*Data excerpts*
:::::
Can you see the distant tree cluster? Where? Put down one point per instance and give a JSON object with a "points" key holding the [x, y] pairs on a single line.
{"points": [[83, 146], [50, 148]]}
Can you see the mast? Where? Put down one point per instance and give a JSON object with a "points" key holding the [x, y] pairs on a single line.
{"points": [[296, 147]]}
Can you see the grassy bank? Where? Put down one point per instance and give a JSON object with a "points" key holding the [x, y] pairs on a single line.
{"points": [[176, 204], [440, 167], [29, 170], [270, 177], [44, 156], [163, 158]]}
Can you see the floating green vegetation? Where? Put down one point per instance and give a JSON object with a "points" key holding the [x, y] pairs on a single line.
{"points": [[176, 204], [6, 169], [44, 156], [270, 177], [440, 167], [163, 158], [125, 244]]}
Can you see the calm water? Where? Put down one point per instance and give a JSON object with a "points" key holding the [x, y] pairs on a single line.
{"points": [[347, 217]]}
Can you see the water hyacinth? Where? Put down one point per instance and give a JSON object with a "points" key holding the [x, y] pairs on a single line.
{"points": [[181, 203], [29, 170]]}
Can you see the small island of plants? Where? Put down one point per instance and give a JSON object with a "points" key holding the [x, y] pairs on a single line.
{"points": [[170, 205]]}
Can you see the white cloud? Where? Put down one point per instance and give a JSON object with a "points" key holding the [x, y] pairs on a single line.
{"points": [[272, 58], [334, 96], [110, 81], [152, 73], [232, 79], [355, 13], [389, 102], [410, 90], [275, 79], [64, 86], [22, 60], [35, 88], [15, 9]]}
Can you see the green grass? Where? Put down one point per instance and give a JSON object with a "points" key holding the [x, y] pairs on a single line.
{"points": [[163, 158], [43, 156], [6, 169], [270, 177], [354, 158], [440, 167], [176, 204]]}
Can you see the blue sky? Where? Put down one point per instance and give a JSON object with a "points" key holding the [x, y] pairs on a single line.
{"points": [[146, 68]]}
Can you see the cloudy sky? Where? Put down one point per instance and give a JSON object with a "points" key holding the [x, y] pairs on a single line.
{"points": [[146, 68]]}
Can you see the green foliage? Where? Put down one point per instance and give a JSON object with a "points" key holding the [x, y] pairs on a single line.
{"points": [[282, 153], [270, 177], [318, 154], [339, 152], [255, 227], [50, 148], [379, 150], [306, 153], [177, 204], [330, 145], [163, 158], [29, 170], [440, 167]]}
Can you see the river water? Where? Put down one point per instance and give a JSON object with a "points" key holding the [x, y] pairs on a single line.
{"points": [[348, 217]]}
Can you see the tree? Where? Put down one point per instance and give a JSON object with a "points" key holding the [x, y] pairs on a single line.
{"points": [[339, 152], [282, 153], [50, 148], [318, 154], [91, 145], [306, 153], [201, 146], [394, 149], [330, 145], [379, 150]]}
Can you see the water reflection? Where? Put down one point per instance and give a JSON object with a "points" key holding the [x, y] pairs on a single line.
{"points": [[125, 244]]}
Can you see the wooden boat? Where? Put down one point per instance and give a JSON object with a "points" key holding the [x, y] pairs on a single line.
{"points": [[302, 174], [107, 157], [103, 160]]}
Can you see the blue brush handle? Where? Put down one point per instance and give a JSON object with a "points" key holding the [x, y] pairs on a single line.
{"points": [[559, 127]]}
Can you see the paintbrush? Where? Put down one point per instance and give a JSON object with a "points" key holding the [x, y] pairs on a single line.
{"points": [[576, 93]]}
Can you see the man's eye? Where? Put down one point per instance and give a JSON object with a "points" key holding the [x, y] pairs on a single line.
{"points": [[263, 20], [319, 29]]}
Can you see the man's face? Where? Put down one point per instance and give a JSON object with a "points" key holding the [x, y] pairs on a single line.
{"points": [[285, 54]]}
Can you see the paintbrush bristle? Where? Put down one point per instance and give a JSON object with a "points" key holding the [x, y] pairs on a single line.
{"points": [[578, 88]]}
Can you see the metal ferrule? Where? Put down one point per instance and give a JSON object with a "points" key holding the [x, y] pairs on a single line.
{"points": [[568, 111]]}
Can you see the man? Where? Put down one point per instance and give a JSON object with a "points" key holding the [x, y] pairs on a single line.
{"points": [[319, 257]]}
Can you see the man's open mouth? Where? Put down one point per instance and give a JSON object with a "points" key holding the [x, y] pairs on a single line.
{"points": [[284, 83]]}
:::::
*What the task requires*
Copy word for word the lines from the one that has "Can you see the man's open" through the end of the records.

*Answer to the task*
Can you see the man's open mouth? Where? Put down one point per instance and give a JSON object with a "points" key holding the [x, y] pairs on a single line.
{"points": [[284, 83]]}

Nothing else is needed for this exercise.